===== DOCUMENT PASSAGE =====
Developer: Flying Oak Games
Release Date: October 21, 2020
Reviewed On: PC
Publisher: Dear Villagers
To say there is an over-saturation of roguelite and roguelike games feel like a bit of an understatement at this point. The majority of the titles I’ve played this year have incorporated either of these mechanics in one way or another. It can be challenging to stand out from so many other titles. Still, Scourgebringer by developers Flying Oak Games and E-Studio, and publisher Dear Villagers focus on frenetic and smooth gameplay in an attempt to do just that.
Scourgebringer begins as a colossal monolith appears in the sky that decimates the people below. Its motives and origin are unknown, but it has been dubbed the Scourgebringer. You play as Kyhra, the most vital member of a clan sent to investigate the Scourgebringer and hopefully bring peace to your land.
Scourgebringer is broken into just a few chapters and levels within the monolith. Each level is procedurally generated and alters a bit depending on how many upgrades you’ve unlocked. Your map will only chart down rooms you’ve explored, and with the layout changing each time, you never quite know what’s around the corner. There are a few constants, though. Each level contains a mini-boss you must defeat to unlock the main boss of each level.
Most rooms contain random smaller enemies for you to battle. They typically come in multiple waves per room. Once you defeat the first wave, larger enemies and slightly more difficult enemies appear. Upon defeating them, you can progress in the direction of your choice.
Each map also contains a room where you can buy items from a merchant known as Greed. Greed accepts blood as payments for his wares, which is most commonly obtained after defeating enemies. His items range from health restoration to weapon upgrades. Also scattered in each level is a pillar that bestows one of three stat upgrades of your choosing. Both of these stay with you until you lose a life.
Combat and controls are where Scourgebringer truly shines. You are armed with a blade and a gun. Along with this, you have a move called a “smash,” which can stun any enemy leaving them vulnerable for attacks. Stunning can be a tricky maneuver to pull off. It’s only useful when the enemy has an exclamation mark above their head.
Not only does this mean they can be stunned, but it also signals they are about to attack. Because of this, if you’re like me, you will often find yourself misjudging the amount of time allowed to stun an enemy and end up taking damage. It’s a system that rewards your risk and precision. You can do damage without stunning but timed right; the stun works to your advantage.
Interestingly, Scourgringer’s physics and play style almost felt like a shooter to me. You can delay your descent with blade slashes and easily move aerially about the screen with double jumps, wall leaps, and air dashes. It takes a bit to get used to, but I found myself always surprised how much flexibility there was to my movement and how little I actually made contact with the ground. It’s a super enjoyable experience and, at times, can make you feel absolutely cool.
As fluid and fantastic as this movement is, I never felt overpowered. Just because you can move speedily doesn’t mean you’re invulnerable, and it is exceptionally easy to get hit with health regeneration being rare. I frequently found myself taking damage as hordes of enemies ganged up on me. These moments are frantic and, at times, totally overwhelming.
Although you do get used to enemy attack patterns, you are still required to be aware of multiple things going on at once, and one mistake can have dire consequences for your whole run. I would even lose my character’s placement a couple of times with so many enemies on screen at one time. The sheer number of smaller enemies actually proved more difficult to me than bosses.
===== DATA FOR THIS EXERCISE =====
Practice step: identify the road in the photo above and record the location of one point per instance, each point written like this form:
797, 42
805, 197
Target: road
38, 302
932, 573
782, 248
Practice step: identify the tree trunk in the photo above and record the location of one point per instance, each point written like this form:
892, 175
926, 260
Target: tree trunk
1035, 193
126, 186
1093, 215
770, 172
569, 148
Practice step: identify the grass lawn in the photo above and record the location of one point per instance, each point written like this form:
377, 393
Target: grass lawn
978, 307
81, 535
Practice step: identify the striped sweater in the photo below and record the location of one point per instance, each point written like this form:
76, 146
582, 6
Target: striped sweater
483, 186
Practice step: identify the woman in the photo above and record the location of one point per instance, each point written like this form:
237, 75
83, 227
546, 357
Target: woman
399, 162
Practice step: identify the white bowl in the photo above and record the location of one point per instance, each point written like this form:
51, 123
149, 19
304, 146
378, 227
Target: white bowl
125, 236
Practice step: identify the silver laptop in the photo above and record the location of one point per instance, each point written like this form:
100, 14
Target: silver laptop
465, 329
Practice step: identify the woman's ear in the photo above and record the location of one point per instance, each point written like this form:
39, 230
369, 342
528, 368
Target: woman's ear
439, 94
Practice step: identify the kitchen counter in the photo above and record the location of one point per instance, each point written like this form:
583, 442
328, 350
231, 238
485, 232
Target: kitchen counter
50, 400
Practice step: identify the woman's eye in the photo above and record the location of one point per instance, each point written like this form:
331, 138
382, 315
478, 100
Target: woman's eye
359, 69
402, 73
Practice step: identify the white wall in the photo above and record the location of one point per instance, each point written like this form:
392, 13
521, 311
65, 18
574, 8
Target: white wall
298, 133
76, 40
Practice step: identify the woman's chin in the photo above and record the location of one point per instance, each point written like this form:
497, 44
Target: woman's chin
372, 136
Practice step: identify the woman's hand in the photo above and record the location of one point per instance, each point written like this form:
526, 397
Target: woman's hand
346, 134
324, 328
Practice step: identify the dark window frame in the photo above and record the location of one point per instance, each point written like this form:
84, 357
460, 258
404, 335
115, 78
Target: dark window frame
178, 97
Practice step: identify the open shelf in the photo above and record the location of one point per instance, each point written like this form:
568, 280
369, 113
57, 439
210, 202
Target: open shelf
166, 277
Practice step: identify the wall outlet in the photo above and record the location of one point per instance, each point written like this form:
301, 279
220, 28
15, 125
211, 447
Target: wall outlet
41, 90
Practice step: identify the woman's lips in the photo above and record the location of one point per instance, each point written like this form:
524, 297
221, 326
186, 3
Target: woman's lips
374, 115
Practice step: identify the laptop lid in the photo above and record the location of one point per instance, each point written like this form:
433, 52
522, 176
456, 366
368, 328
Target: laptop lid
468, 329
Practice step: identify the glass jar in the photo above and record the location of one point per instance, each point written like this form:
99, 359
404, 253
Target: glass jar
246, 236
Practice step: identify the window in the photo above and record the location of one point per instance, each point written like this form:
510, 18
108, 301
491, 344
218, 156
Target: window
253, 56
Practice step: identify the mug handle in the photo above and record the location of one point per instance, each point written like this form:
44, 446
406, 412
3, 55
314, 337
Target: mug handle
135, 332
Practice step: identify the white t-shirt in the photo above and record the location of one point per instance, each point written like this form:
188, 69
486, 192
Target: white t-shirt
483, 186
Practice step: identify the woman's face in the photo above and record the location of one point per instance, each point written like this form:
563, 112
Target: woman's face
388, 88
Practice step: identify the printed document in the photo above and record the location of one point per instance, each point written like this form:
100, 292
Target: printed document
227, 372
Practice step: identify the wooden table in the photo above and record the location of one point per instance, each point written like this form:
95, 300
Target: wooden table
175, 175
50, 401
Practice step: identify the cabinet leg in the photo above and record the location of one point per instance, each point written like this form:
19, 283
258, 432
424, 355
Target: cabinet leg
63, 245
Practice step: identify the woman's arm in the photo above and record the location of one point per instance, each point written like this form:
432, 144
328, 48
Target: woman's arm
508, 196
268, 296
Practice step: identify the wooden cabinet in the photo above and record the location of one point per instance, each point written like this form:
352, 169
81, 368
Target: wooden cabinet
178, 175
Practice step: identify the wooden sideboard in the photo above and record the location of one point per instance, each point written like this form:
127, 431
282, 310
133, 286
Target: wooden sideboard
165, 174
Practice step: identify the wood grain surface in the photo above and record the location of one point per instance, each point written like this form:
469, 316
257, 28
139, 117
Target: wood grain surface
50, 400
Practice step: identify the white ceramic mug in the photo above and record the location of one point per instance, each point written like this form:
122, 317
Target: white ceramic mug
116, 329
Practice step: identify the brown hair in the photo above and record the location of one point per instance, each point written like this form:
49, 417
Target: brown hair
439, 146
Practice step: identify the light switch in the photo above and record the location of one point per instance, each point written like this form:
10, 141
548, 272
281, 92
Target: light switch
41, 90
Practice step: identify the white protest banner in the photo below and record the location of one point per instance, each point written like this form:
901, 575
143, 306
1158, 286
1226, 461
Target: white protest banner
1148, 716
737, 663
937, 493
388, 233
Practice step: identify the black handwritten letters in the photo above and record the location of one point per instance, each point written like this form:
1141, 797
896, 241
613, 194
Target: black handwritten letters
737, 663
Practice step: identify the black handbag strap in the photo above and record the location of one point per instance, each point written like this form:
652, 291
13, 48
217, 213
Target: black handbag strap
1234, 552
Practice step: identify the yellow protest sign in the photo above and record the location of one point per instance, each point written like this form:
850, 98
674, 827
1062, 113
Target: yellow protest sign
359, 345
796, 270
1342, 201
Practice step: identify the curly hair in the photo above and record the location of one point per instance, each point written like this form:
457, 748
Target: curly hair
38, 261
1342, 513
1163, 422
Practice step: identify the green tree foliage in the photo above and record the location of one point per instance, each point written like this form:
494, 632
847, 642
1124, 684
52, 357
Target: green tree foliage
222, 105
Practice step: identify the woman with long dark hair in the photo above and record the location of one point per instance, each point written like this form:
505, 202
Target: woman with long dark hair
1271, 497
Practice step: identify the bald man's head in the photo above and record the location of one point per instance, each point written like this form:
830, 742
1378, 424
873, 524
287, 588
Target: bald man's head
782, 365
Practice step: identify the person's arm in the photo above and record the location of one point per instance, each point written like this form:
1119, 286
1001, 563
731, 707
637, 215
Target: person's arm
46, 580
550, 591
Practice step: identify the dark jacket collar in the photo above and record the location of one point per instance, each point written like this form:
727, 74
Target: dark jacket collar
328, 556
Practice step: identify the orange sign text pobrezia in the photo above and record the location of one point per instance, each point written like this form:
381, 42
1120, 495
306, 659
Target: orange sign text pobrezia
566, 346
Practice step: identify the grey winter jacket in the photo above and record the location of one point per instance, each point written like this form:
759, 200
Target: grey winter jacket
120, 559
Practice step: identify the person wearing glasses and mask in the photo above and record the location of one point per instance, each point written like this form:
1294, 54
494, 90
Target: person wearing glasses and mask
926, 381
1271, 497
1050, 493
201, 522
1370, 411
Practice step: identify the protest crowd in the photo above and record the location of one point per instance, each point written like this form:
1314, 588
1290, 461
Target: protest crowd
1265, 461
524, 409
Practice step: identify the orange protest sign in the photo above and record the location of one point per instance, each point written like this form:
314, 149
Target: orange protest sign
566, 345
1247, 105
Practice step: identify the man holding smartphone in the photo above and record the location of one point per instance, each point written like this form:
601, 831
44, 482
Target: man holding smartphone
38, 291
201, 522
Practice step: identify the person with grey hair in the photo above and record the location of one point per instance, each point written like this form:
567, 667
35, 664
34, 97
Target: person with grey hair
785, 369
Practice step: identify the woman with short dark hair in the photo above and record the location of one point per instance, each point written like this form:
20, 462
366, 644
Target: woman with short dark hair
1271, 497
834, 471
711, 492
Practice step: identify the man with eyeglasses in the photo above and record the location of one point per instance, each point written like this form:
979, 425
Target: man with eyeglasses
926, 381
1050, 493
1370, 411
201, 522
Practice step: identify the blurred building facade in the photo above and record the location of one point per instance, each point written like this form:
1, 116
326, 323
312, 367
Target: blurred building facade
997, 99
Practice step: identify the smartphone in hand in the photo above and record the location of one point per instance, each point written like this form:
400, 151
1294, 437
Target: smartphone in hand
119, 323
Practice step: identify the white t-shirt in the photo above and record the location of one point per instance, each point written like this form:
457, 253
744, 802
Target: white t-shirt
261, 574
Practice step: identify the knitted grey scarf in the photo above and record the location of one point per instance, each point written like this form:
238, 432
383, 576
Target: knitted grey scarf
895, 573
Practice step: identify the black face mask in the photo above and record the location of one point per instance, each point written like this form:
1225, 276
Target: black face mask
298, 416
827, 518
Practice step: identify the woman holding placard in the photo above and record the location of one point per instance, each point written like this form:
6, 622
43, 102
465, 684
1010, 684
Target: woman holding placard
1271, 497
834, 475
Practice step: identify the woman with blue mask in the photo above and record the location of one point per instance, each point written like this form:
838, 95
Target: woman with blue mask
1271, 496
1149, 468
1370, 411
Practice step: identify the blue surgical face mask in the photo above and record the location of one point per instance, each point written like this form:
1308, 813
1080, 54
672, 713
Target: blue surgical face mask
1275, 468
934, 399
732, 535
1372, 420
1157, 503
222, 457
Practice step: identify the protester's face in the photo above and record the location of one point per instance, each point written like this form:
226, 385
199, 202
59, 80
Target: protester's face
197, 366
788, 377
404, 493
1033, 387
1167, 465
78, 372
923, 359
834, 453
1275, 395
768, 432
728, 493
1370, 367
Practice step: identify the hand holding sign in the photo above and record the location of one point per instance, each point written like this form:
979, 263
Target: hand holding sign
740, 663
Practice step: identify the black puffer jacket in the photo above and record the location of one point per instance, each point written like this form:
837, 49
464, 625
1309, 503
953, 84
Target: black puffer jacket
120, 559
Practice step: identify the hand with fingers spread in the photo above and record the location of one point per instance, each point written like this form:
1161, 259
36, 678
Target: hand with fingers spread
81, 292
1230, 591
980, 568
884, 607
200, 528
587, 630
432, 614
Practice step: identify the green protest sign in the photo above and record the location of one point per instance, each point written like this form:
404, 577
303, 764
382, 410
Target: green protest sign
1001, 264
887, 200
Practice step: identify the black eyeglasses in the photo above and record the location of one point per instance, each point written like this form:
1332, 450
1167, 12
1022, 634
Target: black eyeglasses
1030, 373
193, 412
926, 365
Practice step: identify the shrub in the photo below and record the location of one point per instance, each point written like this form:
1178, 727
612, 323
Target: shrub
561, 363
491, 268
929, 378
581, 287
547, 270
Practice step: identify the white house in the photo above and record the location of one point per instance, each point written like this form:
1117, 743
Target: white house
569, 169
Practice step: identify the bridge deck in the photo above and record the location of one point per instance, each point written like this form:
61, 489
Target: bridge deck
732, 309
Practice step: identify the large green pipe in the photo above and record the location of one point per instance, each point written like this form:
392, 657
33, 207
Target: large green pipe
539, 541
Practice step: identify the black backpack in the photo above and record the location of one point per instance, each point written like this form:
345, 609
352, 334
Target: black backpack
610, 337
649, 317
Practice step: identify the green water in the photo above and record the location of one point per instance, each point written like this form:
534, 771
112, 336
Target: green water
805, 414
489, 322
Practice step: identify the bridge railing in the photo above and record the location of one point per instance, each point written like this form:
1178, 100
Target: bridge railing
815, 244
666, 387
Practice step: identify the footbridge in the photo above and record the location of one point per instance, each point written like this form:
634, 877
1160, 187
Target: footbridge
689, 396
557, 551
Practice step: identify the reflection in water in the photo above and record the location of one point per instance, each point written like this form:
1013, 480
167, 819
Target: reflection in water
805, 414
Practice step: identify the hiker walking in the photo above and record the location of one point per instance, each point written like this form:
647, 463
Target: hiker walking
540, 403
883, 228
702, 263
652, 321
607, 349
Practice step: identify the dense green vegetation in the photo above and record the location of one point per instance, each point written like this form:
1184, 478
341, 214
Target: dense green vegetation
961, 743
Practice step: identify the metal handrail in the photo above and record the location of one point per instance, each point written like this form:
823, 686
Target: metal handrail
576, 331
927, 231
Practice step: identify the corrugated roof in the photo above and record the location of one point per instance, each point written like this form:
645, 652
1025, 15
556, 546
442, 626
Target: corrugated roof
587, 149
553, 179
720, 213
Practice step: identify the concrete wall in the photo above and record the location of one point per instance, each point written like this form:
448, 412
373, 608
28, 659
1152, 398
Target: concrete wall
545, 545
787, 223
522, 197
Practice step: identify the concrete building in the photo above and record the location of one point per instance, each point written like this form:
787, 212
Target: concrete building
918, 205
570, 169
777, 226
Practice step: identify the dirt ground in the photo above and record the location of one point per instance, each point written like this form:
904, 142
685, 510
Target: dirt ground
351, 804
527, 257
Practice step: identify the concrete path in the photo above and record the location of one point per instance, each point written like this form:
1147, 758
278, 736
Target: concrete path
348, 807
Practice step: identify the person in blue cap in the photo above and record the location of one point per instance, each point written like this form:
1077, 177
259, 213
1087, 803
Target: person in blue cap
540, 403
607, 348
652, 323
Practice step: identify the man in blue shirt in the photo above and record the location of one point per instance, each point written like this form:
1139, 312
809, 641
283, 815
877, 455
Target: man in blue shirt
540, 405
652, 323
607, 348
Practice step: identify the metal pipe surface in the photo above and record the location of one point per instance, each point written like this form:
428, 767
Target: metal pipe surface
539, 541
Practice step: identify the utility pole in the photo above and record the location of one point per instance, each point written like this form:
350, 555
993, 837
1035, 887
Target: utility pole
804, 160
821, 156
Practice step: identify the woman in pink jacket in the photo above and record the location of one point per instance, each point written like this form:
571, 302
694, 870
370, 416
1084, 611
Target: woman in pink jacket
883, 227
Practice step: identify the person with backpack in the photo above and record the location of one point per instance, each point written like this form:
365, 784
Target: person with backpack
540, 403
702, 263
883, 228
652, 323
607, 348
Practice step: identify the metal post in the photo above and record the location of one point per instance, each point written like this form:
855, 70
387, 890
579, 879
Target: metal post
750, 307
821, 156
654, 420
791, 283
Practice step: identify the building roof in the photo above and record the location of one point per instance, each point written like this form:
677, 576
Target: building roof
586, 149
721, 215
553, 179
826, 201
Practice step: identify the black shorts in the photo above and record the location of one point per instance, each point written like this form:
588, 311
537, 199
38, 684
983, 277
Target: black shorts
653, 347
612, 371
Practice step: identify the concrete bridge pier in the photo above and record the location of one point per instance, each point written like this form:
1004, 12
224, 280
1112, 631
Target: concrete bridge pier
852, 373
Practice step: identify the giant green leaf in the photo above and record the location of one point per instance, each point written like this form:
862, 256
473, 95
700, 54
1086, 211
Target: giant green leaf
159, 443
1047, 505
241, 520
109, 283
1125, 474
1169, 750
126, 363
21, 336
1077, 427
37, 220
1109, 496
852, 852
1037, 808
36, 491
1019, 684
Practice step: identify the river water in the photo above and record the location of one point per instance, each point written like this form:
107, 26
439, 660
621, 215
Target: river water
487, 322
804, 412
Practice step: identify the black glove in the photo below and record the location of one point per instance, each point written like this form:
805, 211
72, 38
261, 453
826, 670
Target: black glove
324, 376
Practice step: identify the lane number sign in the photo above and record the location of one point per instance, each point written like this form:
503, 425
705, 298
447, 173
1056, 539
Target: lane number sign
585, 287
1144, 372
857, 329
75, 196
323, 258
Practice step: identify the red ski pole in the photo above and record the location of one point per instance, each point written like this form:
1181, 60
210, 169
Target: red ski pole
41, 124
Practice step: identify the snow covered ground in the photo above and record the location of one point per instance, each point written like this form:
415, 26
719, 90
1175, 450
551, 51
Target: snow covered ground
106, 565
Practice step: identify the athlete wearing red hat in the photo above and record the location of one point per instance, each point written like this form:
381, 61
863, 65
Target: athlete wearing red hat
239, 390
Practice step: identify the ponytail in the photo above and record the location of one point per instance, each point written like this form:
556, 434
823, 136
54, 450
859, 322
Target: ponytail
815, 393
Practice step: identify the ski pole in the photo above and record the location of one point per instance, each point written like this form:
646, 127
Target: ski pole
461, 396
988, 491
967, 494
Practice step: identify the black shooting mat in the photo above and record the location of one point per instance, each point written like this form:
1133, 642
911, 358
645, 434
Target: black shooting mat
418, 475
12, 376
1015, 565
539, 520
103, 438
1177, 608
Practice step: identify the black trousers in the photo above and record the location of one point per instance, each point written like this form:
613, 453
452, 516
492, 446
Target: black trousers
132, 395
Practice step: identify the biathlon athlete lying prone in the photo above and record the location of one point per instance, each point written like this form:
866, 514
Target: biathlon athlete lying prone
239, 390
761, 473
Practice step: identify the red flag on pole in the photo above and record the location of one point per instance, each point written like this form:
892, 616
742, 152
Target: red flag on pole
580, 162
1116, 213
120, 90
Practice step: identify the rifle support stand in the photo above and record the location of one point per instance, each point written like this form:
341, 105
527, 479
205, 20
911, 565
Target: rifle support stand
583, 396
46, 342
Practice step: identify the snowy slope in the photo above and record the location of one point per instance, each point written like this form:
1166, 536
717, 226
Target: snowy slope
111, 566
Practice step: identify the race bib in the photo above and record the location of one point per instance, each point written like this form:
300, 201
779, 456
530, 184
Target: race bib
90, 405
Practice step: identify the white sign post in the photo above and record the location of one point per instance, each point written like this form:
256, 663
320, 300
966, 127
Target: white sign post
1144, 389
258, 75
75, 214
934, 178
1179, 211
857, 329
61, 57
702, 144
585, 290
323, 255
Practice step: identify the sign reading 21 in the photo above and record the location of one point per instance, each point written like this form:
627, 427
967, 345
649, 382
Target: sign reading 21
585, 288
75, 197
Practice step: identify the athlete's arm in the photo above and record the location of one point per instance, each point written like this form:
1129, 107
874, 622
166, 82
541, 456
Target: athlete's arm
=====
[WRITTEN TASKS]
1. Reproduce the Scourgebringer review verbatim, everything from "Scourgebringer is broken" down to "of each level.".
2. Count how many lines in the rows contain the string "race", and reply with only that number.

[WORKED ANSWERS]
1.
Scourgebringer is broken into just a few chapters and levels within the monolith. Each level is procedurally generated and alters a bit depending on how many upgrades you’ve unlocked. Your map will only chart down rooms you’ve explored, and with the layout changing each time, you never quite know what’s around the corner. There are a few constants, though. Each level contains a mini-boss you must defeat to unlock the main boss of each level.

2. 2